## TASK TO COMPLETE
I'd like every record written out again, exactly as it is.

----------

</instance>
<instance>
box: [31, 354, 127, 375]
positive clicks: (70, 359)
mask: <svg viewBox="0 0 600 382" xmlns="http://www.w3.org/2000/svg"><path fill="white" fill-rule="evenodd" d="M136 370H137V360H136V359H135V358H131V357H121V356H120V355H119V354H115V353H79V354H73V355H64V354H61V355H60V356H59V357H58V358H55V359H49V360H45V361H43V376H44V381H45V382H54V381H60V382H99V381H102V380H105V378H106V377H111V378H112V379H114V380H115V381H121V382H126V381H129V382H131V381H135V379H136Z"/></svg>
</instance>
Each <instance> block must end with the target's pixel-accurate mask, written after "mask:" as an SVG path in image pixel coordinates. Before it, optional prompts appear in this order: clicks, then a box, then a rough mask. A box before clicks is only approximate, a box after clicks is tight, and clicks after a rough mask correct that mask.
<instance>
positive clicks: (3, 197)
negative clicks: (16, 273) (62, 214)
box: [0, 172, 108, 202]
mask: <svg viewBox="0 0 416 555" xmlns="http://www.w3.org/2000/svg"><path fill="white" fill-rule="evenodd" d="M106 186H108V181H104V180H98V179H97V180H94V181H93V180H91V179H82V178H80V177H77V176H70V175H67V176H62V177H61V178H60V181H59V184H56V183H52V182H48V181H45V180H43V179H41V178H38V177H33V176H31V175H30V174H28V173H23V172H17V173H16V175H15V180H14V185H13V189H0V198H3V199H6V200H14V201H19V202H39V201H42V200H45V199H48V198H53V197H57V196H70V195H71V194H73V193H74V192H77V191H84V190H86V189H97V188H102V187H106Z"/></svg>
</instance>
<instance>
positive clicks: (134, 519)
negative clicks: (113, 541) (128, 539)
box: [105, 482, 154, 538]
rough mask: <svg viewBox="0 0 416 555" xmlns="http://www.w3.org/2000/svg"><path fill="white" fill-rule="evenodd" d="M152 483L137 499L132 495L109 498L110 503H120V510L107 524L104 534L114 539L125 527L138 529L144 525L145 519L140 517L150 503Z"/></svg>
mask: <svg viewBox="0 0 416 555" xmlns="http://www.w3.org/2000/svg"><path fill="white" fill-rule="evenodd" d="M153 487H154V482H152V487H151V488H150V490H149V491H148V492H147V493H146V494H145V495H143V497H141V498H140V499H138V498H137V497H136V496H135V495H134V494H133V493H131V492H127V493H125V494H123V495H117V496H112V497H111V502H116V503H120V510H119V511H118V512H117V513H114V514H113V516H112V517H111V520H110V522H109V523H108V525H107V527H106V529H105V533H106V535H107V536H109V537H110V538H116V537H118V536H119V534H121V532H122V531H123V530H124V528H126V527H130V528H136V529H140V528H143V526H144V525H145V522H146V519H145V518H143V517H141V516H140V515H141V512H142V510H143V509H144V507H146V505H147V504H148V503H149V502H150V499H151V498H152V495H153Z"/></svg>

----------

## RESULT BELOW
</instance>
<instance>
box: [31, 354, 127, 375]
positive clicks: (70, 359)
mask: <svg viewBox="0 0 600 382" xmlns="http://www.w3.org/2000/svg"><path fill="white" fill-rule="evenodd" d="M136 370H137V360H136V359H135V358H131V357H121V356H120V355H119V354H115V353H79V354H73V355H64V354H61V355H60V356H59V357H58V358H55V359H49V360H45V361H43V376H44V381H45V382H54V381H60V382H99V381H102V380H105V378H106V377H111V378H112V379H114V380H115V381H121V382H126V381H129V382H131V381H135V379H136Z"/></svg>
</instance>
Each <instance> block must end with the target's pixel-accurate mask, written after "mask:" as an SVG path in image pixel coordinates. Before it, optional prompts appear in this order: clicks, then a box, then a rough mask. A box before clicks is only approximate, a box after clicks is tight, and clicks after a rough mask correct that mask.
<instance>
positive clicks: (3, 197)
negative clicks: (16, 273) (62, 214)
box: [0, 172, 108, 202]
mask: <svg viewBox="0 0 416 555" xmlns="http://www.w3.org/2000/svg"><path fill="white" fill-rule="evenodd" d="M106 186H108V181H104V180H98V179H97V180H94V181H93V180H91V179H82V178H80V177H77V176H70V175H67V176H62V177H61V178H60V181H59V184H56V183H52V182H48V181H45V180H43V179H41V178H38V177H33V176H31V175H30V174H28V173H23V172H17V173H16V175H15V180H14V185H13V189H0V198H3V199H6V200H14V201H19V202H39V201H42V200H45V199H48V198H53V197H57V196H70V195H71V194H73V193H74V192H77V191H84V190H86V189H97V188H102V187H106Z"/></svg>
</instance>
<instance>
positive clicks: (134, 519)
negative clicks: (113, 541) (128, 539)
box: [105, 482, 154, 538]
rough mask: <svg viewBox="0 0 416 555" xmlns="http://www.w3.org/2000/svg"><path fill="white" fill-rule="evenodd" d="M152 483L137 499L132 495L109 498L110 503H120V510L107 524L104 534L114 539L125 527L138 529L144 525L145 519L140 517L150 503Z"/></svg>
mask: <svg viewBox="0 0 416 555" xmlns="http://www.w3.org/2000/svg"><path fill="white" fill-rule="evenodd" d="M153 487H154V482H152V487H151V488H150V490H149V491H148V492H147V493H146V494H145V495H143V497H141V498H140V499H138V498H137V497H136V496H135V495H134V494H133V493H131V492H127V493H125V494H123V495H117V496H112V497H111V502H116V503H120V510H119V511H118V512H117V513H114V514H113V516H112V517H111V520H110V522H109V523H108V525H107V527H106V529H105V533H106V535H107V536H109V537H110V538H116V537H118V536H119V534H121V532H122V531H123V530H124V528H126V527H130V528H136V529H140V528H143V526H144V525H145V522H146V519H145V518H143V517H141V516H140V515H141V512H142V510H143V509H144V507H146V505H147V504H148V503H149V502H150V499H151V498H152V495H153Z"/></svg>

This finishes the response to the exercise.